* [WHAT YOU WILL DO]:
[1] Please quote the Nanny Cay Marina thread word for word, between "## Zanshin (Aug" and "into Road Town.", inclusive.
[2] Continue the Nanny Cay Marina thread from the point where it stops.

* [PASSAGE GIVEN]:
— begin —
# Tortola lay day: Nanny Cay Marina?



## mbianka (Sep 19, 2014)

Doing two back to back charters covering the BVI, USVI and Spanish Virgin Islands this winter. Have a lay day on Tortola between charters. Planing to do laundry and relax with the time. Thinking of staying a Nanny Cay Marina. Any thoughts and comments about the place?


----------



## Zanshin (Aug 27, 2006)

Nanny Cay is a nice marina for the BVIs. They folks there are very accommodating and the dockspace is very protected (so protected from the wind that it can be uncomfortably hot without A/C running). There's a nice restaurant "Peg Legs" at the water entrance and one can eat a selection from their menu at the beach bar; alternatively "Captain Mulligan's" is at the road entrance and they've got hearty food on the menu. Unfortunately that's about it as far as food goes - unless you take a cab into Road Town.

The marina showers are the nicest I've found in the whole Caribbean. The 4 or 5 coin washing machines and 4 driers usually all work; but if you want to do your own laundry you should go early or late or on a Sunday as the machines get pre-empted by a lady who will wash, dry and fold your laundry for you (for a surcharge, of course). You can hang out at Spinnaker's Restaurant next to the machines during the day or head out to the small beach and pool and relax there.


----------



## outbound (Dec 3, 2012)
— end —
* [MATERIAL PROVIDED]:
— begin —
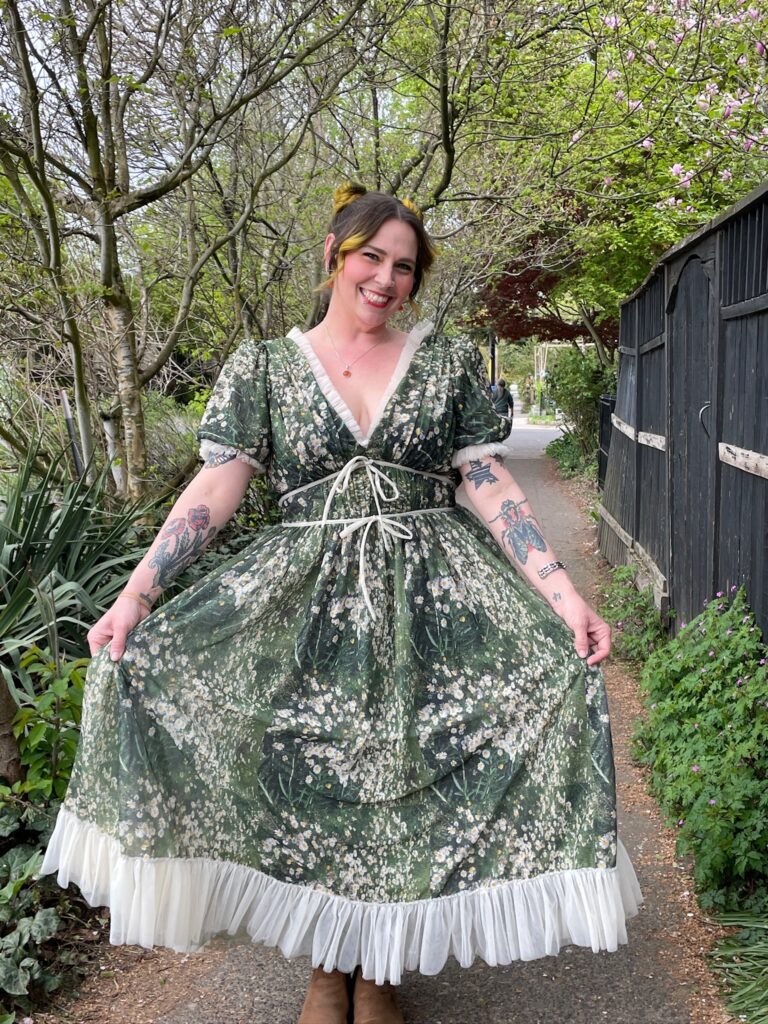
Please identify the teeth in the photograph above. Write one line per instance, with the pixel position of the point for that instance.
— end —
* [ANSWERS BY TASK]:
[1]
## Zanshin (Aug 27, 2006)

Nanny Cay is a nice marina for the BVIs. They folks there are very accommodating and the dockspace is very protected (so protected from the wind that it can be uncomfortably hot without A/C running). There's a nice restaurant "Peg Legs" at the water entrance and one can eat a selection from their menu at the beach bar; alternatively "Captain Mulligan's" is at the road entrance and they've got hearty food on the menu. Unfortunately that's about it as far as food goes - unless you take a cab into Road Town.

[2]
Has every boat service you may want but you're on a charter boat so probably not a concern. Not much in way of things to do so you would probably end up taxiing elsewhere if you want to get off the boat for awhile. Just about as smelly as Roadtown so if you want a day on land would go there instead as more stuff on land to do. Good laundry girls for just about same money as DIY at village cay in Roadtown. Have done same day service for us in past.


----------



## mbianka (Sep 19, 2014)

We will be actually switching boats for the charters and will be spending just one night on land. Priority for my gal is doing laundry so the info about the laundry situation at Nanny Cay is very helpful. Other than lunch and dinner. Some afternoon relaxing and a rum drink or two, is all we are going to need. Meet the next boat at Sopers Hole the next day.


----------



## Minnewaska (Feb 21, 2010)

Is Nanny Cay where you are picking up your next bareboat? If so, it's plenty nice. I agree with everything in Zanshin's post. Hot place, but has everything. 

If you are picking it up elsewhere, I would consider staying there. It doesn't sound like you will have much shoretime/downtime anyway.


----------



## outbound (Dec 3, 2012)

If you have the time the best meals I ever had in both usvi and BVI was at Saramouche in Sopers. Definitely worth making the time for a lunch or dinner.


----------



## mbianka (Sep 19, 2014)

Minnewaska said:


> Is Nanny Cay where you are picking up your next bareboat? If so, it's plenty nice. I agree with everything in Zanshin's post. Hot place, but has everything.
> 
> If you are picking it up elsewhere, I would consider staying there. It doesn't sound like you will have much shoretime/downtime anyway.


No we are meeting the next boat in Sopers Hole. We will are planing on staying at the Hotel at Nanny Cay one night after being dropped off by the first charter boat in Roadtown.


----------



## mbianka (Sep 19, 2014)

outbound said:


> If you have the time the best meals I ever had in both usvi and BVI was at Saramouche in Sopers. Definitely worth making the time for a lunch or dinner.


Thanks for that tip. Since we probably will have time for lunch in Sopers Hole. I'll check it out.


----------



## Minnewaska (Feb 21, 2010)

mbianka said:


> No we are meeting the next boat in Sopers Hole. We will are planing on staying at the Hotel at Nanny Cay one night after being dropped off by the first charter boat in Roadtown.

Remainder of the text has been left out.